What you have to do
Which lines in the rows below contain the word "positive", with case counting? Copy each of them.

** Opening Exercise inputs block **

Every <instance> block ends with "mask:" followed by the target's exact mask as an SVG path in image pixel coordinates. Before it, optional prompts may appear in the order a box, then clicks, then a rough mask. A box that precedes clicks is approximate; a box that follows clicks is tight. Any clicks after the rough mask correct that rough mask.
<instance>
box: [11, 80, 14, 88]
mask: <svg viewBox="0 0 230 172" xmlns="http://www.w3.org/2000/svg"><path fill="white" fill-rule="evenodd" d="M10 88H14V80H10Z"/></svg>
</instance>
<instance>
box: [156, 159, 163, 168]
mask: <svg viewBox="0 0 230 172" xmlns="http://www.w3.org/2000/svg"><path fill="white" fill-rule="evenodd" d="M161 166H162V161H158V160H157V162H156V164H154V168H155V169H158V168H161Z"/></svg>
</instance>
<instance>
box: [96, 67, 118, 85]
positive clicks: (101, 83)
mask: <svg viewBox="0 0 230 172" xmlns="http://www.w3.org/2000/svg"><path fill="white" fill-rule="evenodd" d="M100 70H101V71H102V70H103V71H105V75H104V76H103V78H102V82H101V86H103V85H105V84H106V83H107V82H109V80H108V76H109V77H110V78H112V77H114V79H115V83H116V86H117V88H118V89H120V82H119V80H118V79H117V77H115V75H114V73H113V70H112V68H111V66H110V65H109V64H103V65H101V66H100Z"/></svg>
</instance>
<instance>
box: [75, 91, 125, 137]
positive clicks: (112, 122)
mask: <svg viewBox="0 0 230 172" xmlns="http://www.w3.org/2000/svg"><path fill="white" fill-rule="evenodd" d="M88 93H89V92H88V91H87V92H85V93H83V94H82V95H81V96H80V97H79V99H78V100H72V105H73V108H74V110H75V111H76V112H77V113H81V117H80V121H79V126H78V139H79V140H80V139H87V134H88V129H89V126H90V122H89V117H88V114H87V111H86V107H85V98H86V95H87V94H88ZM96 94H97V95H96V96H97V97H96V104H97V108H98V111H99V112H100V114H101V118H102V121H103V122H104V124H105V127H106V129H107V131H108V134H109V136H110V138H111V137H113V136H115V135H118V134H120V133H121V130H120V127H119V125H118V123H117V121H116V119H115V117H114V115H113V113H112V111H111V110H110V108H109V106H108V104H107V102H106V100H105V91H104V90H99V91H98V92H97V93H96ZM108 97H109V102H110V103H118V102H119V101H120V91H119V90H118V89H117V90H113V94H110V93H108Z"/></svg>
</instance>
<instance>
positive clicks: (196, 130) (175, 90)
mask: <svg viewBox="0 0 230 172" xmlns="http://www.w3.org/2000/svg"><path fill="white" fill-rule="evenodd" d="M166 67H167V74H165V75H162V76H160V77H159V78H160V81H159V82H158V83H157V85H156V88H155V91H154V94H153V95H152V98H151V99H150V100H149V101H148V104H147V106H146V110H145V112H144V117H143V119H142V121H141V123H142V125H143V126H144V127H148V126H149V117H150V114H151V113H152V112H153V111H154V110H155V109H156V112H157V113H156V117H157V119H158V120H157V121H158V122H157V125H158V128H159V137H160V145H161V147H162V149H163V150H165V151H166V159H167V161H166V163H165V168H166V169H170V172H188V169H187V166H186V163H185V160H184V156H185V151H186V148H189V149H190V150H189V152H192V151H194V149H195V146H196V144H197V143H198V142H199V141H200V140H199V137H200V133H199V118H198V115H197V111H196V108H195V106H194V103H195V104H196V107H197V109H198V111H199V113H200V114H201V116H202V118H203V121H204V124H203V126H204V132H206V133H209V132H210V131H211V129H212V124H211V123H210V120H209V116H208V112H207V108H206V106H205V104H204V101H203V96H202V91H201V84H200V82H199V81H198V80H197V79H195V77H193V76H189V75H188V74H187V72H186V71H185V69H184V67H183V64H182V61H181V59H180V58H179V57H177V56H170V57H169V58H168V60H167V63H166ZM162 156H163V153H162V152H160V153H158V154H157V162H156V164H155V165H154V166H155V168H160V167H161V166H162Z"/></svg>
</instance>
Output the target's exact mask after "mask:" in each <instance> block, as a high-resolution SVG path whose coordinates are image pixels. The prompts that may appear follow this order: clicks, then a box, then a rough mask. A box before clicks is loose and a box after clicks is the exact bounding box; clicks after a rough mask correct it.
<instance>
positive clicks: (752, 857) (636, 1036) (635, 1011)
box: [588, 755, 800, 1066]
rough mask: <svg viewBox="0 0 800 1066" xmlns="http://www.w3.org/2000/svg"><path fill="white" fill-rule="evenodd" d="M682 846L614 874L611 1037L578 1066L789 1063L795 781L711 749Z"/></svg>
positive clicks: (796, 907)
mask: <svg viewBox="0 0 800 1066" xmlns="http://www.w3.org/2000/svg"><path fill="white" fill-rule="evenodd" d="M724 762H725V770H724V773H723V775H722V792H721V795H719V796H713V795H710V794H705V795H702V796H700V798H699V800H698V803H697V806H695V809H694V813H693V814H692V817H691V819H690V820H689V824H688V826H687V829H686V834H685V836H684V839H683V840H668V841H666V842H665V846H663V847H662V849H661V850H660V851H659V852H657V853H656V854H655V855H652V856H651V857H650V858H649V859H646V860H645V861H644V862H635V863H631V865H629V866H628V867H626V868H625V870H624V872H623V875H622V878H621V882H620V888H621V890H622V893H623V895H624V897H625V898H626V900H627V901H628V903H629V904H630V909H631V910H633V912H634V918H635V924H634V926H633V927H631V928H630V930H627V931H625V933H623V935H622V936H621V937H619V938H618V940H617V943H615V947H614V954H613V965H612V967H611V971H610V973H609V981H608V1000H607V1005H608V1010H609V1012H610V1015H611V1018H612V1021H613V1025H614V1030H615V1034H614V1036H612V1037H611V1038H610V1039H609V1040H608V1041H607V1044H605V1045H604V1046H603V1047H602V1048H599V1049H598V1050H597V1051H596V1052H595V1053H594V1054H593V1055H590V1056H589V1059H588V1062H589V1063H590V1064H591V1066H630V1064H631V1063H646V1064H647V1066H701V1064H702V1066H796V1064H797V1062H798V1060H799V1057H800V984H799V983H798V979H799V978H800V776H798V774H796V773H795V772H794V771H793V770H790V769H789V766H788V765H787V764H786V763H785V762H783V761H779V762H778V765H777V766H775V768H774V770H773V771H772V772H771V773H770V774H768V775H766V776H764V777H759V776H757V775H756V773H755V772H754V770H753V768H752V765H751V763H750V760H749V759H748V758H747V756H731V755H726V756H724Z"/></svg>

** Closing Exercise inputs block **

Answer for this exercise
positive clicks: (101, 83)
positive clicks: (112, 122)
positive clicks: (196, 130) (175, 90)
positive clicks: (752, 857) (636, 1036) (635, 1011)
positive clicks: (796, 907)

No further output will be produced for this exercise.